╭─ TESTO

In tema di usucapione di un bene immobile, il possesso ad usucapionem non è interrotto dalla mera dichiarazione di fallimento e dalla sua trascrizione, né è impedito dalle disposizioni degli artt. 42 e 45 della legge fallimentare. L’interruzione del possesso si verifica, infatti, soltanto per effetto di un’azione del curatore volta al recupero del bene mediante lo spossessamento del soggetto usucapente, nelle forme previste dal codice civile.

Supporto alla lettura

USUCAPIONE

L’usucapione è un modo di acquisto a titolo originario della proprietà mediante il possesso continuativo del bene immobile o mobile per un periodo di tempo determinato dalla legge. L’istituto dell’usucapione, disciplinato dagli articoli 1158 e seguenti del codice civile, configura una delle ipotesi di acquisto di un diritto su beni mobili o immobili a titolo originario. Per il suo compimento infatti, a differenza degli acquisti a titolo derivativo, non necessita della collaborazione o del consenso di chi era in precedenza titolare del diritto usucapito. Per l’usucapione sono necessari i seguenti requisiti:

• La prima è l’“animus possidendi” cioè la a volontà di possedere un bene come si fosse titolari del diritto di proprietà o dell’altro diritto corrispondente.

╰─
╭─ SEZIONE DATI

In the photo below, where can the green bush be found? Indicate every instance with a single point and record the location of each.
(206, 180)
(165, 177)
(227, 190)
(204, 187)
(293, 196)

╰─

# COMPITI DA SVOLGERE
[A] Elenca tutti i numeri di articolo di legge citati nel testo sull'usucapione.
[B] Secondo il testo sull'usucapione, che cosa interrompe il possesso?
[C] Prosegui il testo sull'usucapione a partire dall'ultima frase riportata.
Le voci non hanno nessun legame con il testo sull'usucapione.

# RISPOSTE AI COMPITI
[A] 42, 45, 1158

[B] Un'azione del curatore volta al recupero del bene mediante lo spossessamento del soggetto usucapente, nelle forme previste dal codice civile.

[C]
• La seconda è l’“animus rem sibi habendi” cioè la volontà di tenere un bene esercitando i poteri corrispondenti a quelli del titolare del diritto reale.

• La terza è il “corpus possessionis”. Questo è lo stato di fatto che si configura in modo tale da far apparire il possessore quale titolare del diritto reale corrispondente.

Le Sezioni Unite della Corte di Cassazione, con la sentenza n. 5087, depositata il giorno 5 marzo 2014 riconoscono la possibilità di usucapire l’azienda con il possesso continuato ventennale. Secondo la Suprema Corte l’azienda, ai fini della disciplina del possesso e dell’usucapione, quale complesso di beni organizzati per l’esercizio dell’impresa, deve essere considerata come un bene distinto dai singoli beni che la compongono, e quindi suscettibile di essere unitariamente posseduta e, nel concorso degli altri elementi indicati dalla legge, usucapita. Secondo la Corte, se il possesso si esercita sulla cosa, e se si intende il termine “cosa” in senso economico-sociale, si possono considerare “cose” anche beni non corporei, come i beni immateriali (proprietà intellettuale, ad esempio) o complessi di beni organizzati, come ad esempio l’azienda, definita dal codice civile stesso come complesso organizzato di beni per l’esercizio di una impresa.

La Corte esprime una concezione “oggettivata” dell’azienda che, senza cancellare il suo collegamento organizzativo e finalistico con l’attività d’impresa, assume una propria autonomia di “cosa”, possibile oggetto di rapporti giuridici e di diritti. Occorre a tal fine separare l’azienda intesa come cosa, dall’insieme dei singoli beni e dall’esercizio dell’impresa.

I giudici in tal senso adducono quali esempi tipici di dissociazione tra proprietà dell’azienda intesa come “res” e esercizio dell’impresa il caso della successione mortis causa a favore di soggetti non imprenditori, l’affitto e l’usufrutto di azienda.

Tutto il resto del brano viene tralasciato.